• [WHAT TO DO]:
Retype exactly what appears below from the line containing "task | put a dot on every instance of the sunlit" down to the line containing "the white cable", keeping both end lines. Do not include pictures.

:::

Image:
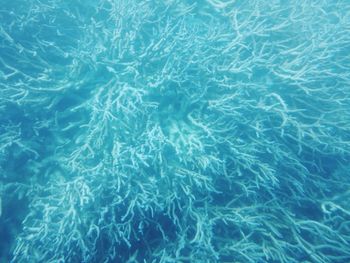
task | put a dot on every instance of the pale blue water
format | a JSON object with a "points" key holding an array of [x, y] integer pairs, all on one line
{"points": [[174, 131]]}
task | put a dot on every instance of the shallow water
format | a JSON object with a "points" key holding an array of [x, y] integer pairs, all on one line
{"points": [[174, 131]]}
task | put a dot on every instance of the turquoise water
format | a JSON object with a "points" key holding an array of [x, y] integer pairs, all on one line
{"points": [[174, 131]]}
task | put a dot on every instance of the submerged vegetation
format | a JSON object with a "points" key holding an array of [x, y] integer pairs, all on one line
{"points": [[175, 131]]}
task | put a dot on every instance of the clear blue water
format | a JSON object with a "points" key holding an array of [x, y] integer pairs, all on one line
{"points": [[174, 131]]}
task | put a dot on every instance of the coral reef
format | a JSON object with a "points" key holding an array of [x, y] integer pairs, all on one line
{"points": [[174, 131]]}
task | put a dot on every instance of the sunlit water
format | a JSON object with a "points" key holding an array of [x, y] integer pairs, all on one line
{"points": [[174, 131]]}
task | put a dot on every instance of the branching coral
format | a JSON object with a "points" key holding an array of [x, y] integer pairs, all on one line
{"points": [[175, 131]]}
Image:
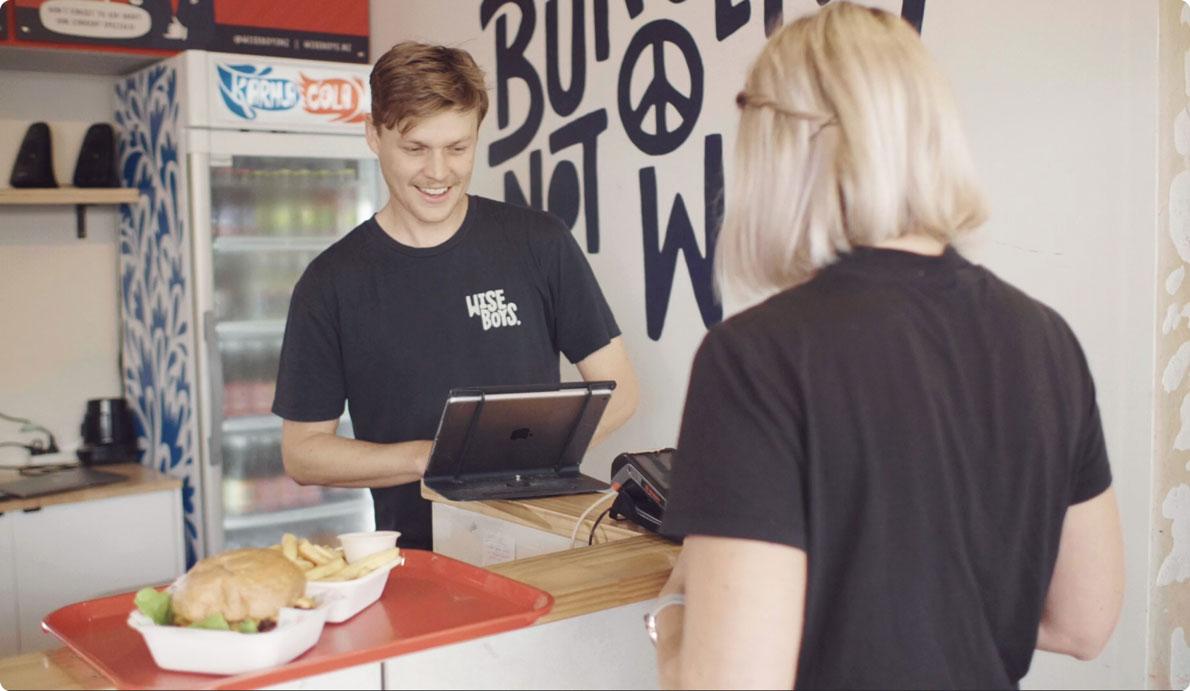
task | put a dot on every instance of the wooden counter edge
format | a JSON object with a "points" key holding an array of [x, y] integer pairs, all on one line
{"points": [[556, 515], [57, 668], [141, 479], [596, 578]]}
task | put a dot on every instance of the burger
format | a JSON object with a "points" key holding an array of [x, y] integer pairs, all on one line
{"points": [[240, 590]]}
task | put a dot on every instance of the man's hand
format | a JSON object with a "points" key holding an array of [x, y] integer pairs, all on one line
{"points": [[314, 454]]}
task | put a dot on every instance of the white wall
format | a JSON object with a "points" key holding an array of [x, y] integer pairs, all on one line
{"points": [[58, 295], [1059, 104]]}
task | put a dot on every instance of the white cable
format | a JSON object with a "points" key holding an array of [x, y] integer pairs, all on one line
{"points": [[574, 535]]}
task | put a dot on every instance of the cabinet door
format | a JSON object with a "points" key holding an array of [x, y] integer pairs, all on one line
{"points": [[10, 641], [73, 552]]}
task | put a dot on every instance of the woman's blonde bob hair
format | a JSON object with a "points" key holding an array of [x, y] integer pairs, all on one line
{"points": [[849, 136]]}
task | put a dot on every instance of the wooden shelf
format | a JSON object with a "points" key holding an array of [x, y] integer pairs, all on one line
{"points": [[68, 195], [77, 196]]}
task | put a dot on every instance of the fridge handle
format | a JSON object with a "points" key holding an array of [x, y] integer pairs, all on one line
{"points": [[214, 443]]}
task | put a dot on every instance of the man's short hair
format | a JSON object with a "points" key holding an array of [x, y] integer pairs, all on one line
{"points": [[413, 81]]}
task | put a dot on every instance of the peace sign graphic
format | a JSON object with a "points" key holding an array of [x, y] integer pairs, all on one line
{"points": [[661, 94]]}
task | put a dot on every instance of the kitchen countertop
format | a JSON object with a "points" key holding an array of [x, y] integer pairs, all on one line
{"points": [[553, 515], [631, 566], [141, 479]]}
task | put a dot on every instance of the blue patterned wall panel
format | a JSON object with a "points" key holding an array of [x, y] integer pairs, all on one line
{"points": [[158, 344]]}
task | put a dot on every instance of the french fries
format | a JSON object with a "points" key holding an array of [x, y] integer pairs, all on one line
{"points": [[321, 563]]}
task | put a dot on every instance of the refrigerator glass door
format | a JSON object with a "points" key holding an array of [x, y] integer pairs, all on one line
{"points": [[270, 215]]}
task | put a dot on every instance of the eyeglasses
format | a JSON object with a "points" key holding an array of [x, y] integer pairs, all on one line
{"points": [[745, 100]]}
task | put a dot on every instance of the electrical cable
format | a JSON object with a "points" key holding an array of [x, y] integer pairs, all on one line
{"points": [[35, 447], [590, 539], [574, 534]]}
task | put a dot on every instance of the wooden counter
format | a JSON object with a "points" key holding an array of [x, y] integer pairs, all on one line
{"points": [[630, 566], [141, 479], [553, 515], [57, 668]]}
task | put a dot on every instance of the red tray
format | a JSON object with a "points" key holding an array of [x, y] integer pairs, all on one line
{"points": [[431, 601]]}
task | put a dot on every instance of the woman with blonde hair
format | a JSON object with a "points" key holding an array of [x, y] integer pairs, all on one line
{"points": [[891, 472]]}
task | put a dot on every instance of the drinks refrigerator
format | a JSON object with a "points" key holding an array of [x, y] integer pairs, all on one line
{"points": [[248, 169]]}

:::

• [ANSWER TO THE EXERCISE]:
task | put a dot on every instance of the sunlit water
format | a JSON object with a "points" key holding an array of [x, y] integer pairs, all on one line
{"points": [[174, 131]]}
task | put a dot on every instance of the branching coral
format | a JSON object with a "points" key holding an array of [x, y] integer pairs, all on one line
{"points": [[175, 131]]}
Image:
task | put a dot on every instance of the wooden counter edge
format | a JSON object with a "points" key holding an array of [x, y] integer pairs, all on one line
{"points": [[556, 515], [57, 668], [141, 479], [596, 578]]}
task | put a dot on every instance of the burger
format | a JSON object with a "points" key holding an array of [x, y] integer pairs, all on one line
{"points": [[240, 590]]}
task | put a dot on every instance of the man's hand
format | a JSON object with a "points" key holding an array of [x, y] integer pairs, all on one line
{"points": [[314, 454]]}
task | put a dot on every instance of the white wall
format | a JSON object with a "points" key holding an array of [x, y] integer pairs, all on one line
{"points": [[58, 295], [1059, 104]]}
task | put a dot on every instance of the white cable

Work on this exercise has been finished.